Text passage |

We will print final predictions and convert them to class labels using threshold 0.5.


In [None]:
W1, b1, W2, b2 = params["W1"], params["b1"], params["W2"], params["b2"]

y_hat, _ = forward_pass(X, W1, b1, W2, b2)
pred = (y_hat >= 0.5).astype(int)

print("Final y_hat probabilities:\n", y_hat)
print("\nPredicted labels:\n", pred)
print("\nTrue labels:\n", y.astype(int))



## 9. Student Exercises (Do in Lab)

1. Change hidden neurons from 4 → 2 → 8. What happens to loss?
2. Set learning rate to 1.0. What happens? Why?
3. Replace ReLU with **tanh** in the hidden layer:
   - Implement `tanh` and its derivative
4. Try XOR dataset (more challenging):
   - X = [[0,0],[0,1],[1,0],[1,1]]
   - y = [[0],[1],[1],[0]]
   - Can your network learn it? (Hint: hidden layer helps)



## 10. (Optional) XOR Challenge Starter Code

Uncomment and try after you finish the main part.


In [None]:
# # XOR dataset (uncomment to try)
# X_xor = np.array([[0,0],
#                   [0,1],
#                   [1,0],
#                   [1,1]], dtype=float)
# y_xor = np.array([[0],
#                   [1],
#                   [1],
#                   [0]], dtype=float)
#
# params_xor, losses_xor = train_mlp(X_xor, y_xor, hidden_size=4, lr=0.1, epochs=8000, print_every=800)
# W1, b1, W2, b2 = params_xor["W1"], params_xor["b1"], params_xor["W2"], params_xor["b2"]
# y_hat_xor, _ = forward_pass(X_xor, W1, b1, W2, b2)
# pred_xor = (y_hat_xor >= 0.5).astype(int)
# print("XOR probabilities:\n", y_hat_xor)
# print("XOR predicted labels:\n", pred_xor)

[Coordinate labeling data]

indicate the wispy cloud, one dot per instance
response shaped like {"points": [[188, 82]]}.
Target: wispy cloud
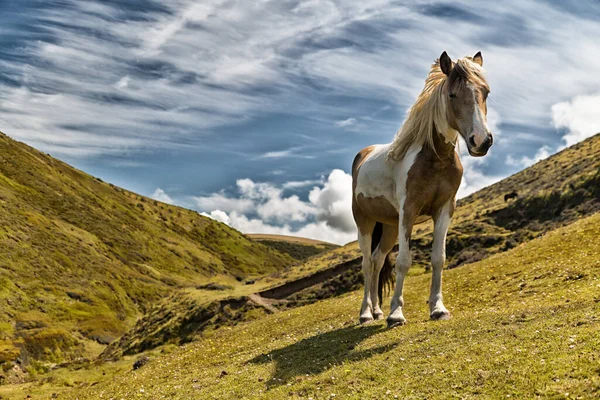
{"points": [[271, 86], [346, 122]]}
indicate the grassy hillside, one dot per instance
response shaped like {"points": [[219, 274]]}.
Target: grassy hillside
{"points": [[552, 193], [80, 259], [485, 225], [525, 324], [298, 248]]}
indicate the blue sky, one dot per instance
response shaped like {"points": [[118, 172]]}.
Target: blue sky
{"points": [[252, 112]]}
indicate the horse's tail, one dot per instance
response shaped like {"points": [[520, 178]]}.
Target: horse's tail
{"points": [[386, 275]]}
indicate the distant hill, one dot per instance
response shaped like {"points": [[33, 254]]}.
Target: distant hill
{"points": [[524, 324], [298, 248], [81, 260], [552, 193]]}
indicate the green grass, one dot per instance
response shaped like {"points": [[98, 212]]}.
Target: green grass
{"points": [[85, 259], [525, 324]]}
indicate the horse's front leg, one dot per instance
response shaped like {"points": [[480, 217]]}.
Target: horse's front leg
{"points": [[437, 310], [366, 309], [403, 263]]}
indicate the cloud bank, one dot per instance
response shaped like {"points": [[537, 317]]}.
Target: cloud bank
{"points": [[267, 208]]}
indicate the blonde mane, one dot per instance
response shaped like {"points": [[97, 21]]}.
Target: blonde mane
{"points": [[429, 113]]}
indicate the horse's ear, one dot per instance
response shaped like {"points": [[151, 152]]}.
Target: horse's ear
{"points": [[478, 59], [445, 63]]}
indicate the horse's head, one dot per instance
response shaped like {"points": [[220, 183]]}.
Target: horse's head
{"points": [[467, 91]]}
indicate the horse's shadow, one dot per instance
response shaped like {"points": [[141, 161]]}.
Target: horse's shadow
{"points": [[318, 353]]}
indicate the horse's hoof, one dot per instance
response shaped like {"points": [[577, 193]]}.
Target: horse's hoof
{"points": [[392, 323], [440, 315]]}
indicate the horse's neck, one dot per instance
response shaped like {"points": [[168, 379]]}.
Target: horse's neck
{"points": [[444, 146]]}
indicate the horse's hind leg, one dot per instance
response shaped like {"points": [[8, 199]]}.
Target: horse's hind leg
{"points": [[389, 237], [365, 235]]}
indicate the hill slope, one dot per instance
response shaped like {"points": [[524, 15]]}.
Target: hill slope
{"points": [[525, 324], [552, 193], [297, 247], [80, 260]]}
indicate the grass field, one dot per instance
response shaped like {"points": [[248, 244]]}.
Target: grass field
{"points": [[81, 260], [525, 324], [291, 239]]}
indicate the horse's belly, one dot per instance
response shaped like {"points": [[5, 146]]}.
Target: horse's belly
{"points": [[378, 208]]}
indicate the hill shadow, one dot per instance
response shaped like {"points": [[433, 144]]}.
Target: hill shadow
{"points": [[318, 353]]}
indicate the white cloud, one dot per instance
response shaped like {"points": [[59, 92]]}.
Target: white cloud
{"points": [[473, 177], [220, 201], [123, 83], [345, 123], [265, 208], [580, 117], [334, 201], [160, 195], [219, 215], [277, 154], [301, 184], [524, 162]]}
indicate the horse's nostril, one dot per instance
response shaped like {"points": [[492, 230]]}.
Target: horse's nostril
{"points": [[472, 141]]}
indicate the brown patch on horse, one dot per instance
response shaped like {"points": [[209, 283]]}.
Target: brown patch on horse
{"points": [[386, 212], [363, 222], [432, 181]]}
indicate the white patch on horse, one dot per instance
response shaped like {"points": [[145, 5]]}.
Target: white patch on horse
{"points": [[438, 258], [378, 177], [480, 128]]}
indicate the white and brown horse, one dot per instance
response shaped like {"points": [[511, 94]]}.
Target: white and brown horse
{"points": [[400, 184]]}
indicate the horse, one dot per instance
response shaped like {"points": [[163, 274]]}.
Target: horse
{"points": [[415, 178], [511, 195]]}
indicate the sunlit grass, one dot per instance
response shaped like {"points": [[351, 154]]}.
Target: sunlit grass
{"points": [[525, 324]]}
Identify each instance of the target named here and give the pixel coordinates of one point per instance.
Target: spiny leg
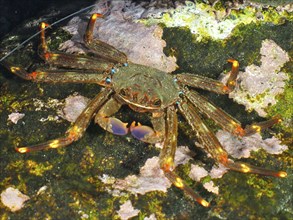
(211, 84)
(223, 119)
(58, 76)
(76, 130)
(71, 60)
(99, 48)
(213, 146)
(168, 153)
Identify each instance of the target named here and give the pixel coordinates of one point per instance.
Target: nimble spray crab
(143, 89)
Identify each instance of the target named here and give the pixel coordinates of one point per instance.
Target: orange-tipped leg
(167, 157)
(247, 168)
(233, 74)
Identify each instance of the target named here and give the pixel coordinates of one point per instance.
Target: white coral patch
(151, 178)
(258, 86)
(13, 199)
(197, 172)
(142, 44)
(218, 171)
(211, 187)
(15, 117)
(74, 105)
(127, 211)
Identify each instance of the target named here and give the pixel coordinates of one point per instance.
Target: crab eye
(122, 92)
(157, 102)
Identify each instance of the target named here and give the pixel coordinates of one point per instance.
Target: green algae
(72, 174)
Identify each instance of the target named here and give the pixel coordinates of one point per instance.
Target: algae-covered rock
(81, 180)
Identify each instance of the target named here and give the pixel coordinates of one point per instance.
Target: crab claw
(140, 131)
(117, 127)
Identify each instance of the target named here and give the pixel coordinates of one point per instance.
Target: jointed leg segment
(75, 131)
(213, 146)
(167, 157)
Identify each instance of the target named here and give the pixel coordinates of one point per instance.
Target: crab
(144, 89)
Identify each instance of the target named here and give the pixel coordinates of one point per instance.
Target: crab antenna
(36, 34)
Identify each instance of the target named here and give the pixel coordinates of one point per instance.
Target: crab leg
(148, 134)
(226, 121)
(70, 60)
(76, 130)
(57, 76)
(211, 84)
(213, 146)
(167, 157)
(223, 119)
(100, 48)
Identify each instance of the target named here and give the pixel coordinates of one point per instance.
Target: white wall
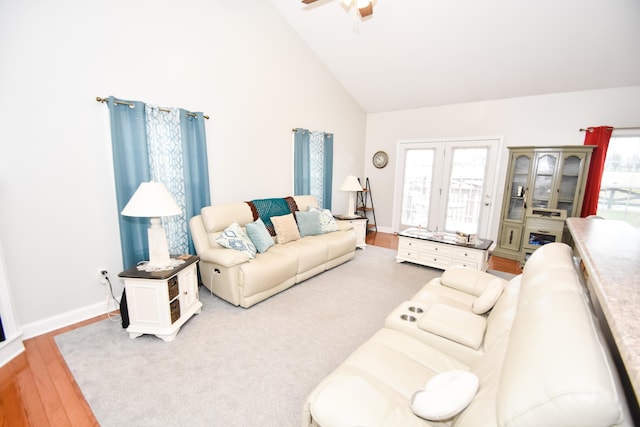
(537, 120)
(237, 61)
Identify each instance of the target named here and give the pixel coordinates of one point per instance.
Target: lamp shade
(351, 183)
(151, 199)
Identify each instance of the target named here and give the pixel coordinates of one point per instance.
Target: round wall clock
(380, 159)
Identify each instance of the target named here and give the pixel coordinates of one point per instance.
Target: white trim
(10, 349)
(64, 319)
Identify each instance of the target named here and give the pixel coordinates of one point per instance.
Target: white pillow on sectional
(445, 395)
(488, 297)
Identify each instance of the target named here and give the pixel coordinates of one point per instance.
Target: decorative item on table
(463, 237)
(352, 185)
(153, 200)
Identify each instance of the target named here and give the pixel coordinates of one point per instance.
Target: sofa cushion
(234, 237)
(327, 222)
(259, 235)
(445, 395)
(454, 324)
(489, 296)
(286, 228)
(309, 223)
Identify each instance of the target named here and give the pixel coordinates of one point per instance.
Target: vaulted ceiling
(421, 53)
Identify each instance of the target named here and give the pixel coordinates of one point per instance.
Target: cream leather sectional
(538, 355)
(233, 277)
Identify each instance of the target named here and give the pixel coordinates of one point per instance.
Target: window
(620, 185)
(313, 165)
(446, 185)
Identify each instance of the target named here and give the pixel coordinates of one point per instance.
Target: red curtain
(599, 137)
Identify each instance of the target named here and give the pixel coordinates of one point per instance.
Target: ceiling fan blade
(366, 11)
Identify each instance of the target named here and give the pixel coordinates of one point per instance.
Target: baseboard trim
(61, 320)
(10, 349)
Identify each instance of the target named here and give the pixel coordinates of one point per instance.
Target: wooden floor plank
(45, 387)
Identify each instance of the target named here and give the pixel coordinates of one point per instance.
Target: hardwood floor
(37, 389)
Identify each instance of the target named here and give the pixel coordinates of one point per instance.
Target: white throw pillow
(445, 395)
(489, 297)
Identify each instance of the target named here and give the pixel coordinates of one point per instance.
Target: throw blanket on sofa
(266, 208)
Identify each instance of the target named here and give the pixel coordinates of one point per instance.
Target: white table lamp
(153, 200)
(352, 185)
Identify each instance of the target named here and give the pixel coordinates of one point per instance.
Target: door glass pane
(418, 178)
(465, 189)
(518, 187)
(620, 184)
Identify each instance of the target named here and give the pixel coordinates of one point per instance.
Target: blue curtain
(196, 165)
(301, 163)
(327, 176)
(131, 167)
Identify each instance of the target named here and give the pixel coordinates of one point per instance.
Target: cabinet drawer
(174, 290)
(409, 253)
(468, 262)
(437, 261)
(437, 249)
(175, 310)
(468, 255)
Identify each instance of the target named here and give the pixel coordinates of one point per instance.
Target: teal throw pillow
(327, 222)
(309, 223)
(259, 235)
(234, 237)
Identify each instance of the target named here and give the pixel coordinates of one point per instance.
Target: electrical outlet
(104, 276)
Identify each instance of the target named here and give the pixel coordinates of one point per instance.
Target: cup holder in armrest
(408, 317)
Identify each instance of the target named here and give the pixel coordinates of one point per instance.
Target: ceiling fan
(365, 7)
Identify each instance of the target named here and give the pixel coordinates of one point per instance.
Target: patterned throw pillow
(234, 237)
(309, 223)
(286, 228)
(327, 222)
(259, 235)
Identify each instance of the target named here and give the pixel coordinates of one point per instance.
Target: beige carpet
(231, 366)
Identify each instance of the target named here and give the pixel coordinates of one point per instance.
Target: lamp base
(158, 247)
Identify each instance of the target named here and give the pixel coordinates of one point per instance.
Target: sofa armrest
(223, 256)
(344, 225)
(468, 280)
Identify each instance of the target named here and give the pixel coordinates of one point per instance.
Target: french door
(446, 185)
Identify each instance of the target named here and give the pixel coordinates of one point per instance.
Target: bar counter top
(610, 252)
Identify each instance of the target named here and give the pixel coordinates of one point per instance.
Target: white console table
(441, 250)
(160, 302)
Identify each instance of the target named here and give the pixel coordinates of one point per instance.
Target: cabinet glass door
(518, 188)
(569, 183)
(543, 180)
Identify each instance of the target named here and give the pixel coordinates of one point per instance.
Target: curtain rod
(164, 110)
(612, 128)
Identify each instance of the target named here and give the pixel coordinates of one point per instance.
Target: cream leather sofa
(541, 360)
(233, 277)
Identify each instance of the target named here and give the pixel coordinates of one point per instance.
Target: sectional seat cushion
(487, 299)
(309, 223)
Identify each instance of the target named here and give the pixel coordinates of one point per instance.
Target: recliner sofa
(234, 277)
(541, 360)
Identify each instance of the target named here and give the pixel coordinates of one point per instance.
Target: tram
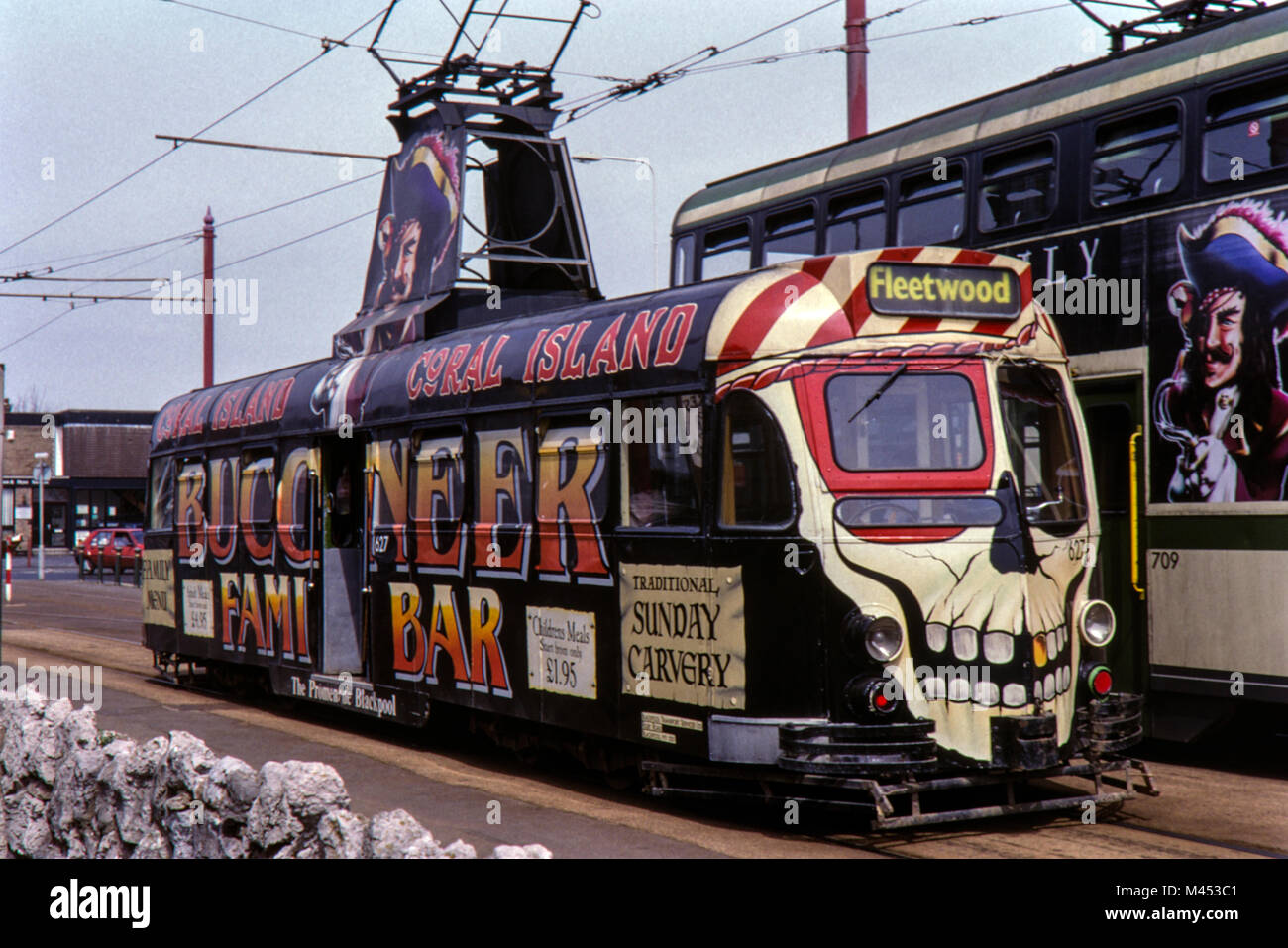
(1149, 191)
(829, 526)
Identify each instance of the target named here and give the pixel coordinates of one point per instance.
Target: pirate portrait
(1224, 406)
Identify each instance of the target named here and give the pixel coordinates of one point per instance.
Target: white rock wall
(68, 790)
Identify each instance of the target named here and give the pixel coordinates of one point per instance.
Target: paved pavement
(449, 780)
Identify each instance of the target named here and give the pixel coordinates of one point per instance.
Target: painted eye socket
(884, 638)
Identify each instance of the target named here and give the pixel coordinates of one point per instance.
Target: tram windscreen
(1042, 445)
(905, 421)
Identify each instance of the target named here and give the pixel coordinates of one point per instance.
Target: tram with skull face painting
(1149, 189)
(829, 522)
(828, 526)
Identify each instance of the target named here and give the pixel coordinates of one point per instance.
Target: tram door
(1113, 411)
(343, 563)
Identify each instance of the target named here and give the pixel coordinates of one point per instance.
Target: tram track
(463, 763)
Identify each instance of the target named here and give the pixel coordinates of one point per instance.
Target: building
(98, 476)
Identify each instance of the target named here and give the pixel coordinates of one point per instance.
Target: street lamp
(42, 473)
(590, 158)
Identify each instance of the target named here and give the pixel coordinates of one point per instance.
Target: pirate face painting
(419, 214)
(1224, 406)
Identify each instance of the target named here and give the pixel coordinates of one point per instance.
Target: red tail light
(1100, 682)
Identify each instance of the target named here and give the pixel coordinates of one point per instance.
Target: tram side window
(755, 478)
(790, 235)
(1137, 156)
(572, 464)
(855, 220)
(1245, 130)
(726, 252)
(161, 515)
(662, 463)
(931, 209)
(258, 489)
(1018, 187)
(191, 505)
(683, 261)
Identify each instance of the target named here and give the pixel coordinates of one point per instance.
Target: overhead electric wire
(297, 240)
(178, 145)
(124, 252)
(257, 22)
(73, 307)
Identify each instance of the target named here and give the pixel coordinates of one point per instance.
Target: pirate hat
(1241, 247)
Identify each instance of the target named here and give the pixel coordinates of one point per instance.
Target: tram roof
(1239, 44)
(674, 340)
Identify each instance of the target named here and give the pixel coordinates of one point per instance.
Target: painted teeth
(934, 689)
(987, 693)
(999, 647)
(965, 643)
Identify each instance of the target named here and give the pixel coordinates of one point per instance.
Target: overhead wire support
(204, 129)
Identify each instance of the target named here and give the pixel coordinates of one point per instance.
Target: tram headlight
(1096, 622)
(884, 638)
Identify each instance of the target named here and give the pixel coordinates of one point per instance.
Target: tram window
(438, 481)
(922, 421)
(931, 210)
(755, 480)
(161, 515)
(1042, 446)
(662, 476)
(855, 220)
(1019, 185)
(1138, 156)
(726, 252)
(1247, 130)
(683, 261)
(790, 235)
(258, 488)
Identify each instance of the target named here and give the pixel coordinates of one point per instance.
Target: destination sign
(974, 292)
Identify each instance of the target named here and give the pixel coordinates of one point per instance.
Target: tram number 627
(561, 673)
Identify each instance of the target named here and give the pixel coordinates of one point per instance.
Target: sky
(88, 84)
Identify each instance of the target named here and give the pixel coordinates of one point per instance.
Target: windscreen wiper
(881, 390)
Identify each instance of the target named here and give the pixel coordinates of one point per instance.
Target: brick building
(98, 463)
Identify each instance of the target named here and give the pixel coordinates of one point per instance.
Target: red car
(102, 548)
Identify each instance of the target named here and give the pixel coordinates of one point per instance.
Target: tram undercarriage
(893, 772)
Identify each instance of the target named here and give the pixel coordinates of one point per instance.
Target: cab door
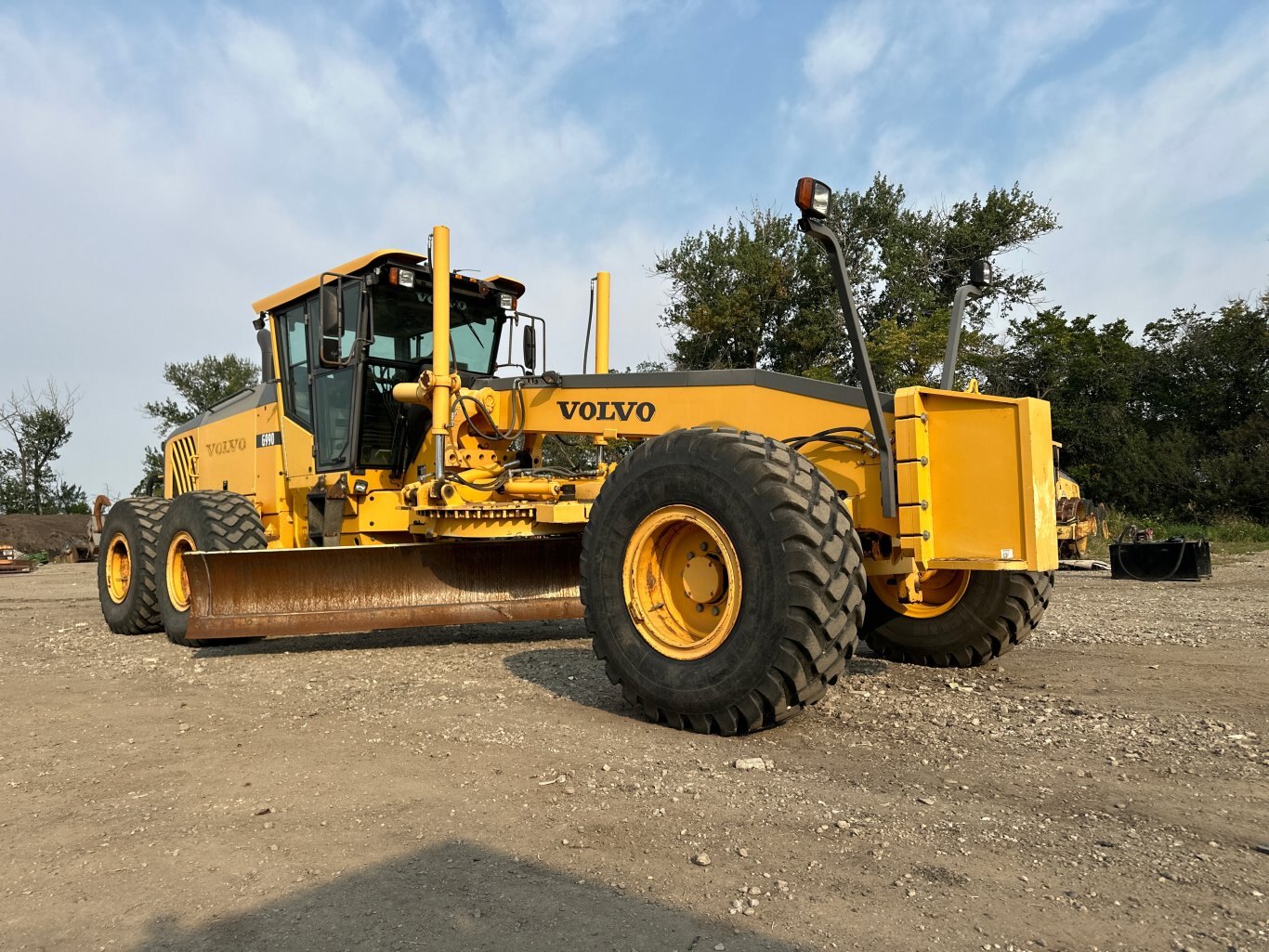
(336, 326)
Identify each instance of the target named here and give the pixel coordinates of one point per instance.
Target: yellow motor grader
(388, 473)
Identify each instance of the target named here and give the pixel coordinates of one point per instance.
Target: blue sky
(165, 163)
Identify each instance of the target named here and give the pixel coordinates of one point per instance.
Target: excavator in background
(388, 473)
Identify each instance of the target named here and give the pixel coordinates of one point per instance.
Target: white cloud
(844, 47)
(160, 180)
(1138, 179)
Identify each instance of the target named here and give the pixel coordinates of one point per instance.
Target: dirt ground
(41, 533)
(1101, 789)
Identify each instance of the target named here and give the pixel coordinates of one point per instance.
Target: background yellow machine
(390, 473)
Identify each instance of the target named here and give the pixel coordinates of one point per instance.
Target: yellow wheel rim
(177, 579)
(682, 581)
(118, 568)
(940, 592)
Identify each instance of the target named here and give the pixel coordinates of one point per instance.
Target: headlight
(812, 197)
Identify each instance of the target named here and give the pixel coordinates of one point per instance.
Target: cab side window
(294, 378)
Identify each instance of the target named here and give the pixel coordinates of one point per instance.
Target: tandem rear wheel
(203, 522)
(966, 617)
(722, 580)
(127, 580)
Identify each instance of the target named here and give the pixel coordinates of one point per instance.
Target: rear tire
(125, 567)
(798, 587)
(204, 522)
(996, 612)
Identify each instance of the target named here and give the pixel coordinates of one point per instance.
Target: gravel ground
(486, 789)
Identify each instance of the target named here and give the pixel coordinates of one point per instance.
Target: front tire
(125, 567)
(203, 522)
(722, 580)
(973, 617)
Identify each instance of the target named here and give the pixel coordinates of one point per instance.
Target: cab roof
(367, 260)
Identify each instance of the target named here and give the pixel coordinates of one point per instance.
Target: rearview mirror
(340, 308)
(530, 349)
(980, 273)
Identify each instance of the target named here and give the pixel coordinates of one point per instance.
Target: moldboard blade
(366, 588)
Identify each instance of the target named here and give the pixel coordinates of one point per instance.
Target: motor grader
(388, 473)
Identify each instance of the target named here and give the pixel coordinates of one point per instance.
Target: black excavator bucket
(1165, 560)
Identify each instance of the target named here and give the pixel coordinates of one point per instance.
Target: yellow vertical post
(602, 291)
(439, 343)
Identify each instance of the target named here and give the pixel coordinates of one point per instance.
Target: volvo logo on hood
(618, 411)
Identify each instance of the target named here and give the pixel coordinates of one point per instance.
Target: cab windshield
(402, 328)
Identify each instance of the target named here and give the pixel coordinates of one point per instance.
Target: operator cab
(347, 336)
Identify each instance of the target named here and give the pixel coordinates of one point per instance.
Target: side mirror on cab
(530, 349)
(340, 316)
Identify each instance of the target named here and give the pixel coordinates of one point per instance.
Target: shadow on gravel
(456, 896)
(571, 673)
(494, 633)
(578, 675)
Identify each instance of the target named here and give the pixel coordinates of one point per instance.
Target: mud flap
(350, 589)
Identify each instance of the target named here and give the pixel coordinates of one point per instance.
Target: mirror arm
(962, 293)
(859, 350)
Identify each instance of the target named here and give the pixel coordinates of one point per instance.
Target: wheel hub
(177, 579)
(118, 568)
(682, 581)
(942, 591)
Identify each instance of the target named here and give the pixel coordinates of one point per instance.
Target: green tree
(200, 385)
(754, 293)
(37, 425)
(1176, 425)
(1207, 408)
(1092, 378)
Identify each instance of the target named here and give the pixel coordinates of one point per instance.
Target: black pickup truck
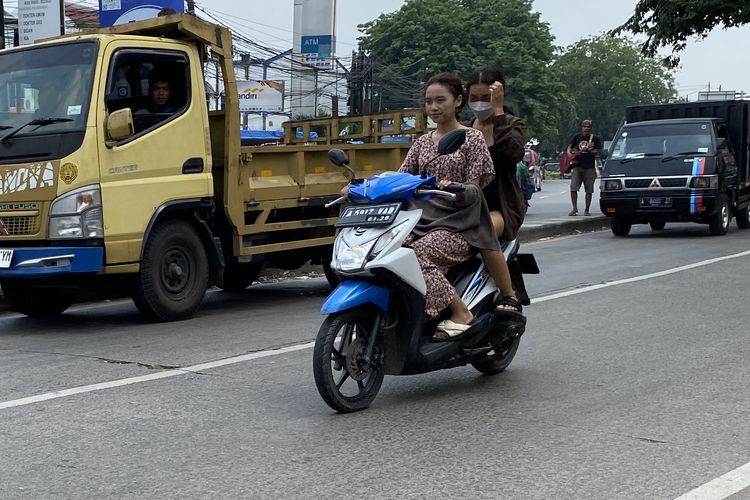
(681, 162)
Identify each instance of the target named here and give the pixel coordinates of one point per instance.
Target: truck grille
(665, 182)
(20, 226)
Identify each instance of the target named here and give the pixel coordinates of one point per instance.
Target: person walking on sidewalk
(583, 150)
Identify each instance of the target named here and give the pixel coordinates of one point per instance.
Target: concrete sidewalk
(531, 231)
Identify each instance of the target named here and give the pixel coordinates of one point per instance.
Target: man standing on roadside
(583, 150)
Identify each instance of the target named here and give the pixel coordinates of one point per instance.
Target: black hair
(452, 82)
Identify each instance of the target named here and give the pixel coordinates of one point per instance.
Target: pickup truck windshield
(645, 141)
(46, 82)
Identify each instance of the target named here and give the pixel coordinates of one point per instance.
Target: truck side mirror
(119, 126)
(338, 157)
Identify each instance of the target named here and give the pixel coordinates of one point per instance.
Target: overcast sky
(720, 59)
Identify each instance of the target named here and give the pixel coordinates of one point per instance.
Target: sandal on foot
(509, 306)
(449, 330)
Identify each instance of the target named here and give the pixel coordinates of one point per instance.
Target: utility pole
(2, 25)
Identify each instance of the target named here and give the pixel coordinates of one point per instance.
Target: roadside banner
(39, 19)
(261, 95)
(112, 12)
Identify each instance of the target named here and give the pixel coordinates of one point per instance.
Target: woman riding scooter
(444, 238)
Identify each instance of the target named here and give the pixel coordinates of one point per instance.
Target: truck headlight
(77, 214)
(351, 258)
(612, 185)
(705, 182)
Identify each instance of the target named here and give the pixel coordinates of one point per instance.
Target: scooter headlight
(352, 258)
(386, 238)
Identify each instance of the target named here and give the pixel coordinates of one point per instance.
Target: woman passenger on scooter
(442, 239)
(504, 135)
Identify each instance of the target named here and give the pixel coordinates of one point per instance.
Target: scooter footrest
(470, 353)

Task |
Does each statement agree with the notebook excerpt? Answer yes or no for each, and quote the deciding words.
1. Final predictions become class labels using a threshold of 0.5.
2. The XOR starter code trains with a learning rate of 1.0.
3. The XOR starter code is meant to be tried before the main part.
This material isn't needed for the work here.

Correct result |
1. Yes: "convert them to class labels using threshold 0.5"
2. No: "lr=0.1"
3. No: "Uncomment and try after you finish the main part."